┌─ Record set

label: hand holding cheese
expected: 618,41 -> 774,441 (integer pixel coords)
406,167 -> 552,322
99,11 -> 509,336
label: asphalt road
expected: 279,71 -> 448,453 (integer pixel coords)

└─
┌─ Record set

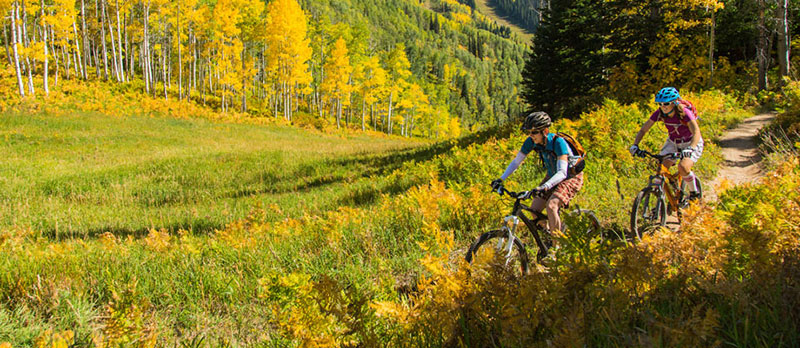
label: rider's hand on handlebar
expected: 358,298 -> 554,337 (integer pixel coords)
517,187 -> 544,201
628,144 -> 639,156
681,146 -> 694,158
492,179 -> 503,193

└─

* _Directions for this task_
Please set down the listing lines exactly, starting at the line containing "label: hand holding cheese" and ending at the line containing "99,11 -> 509,336".

* _Response to this exercise_
label: hand holding cheese
expected: 618,41 -> 774,441 (integer pixel coords)
406,167 -> 552,322
99,11 -> 509,336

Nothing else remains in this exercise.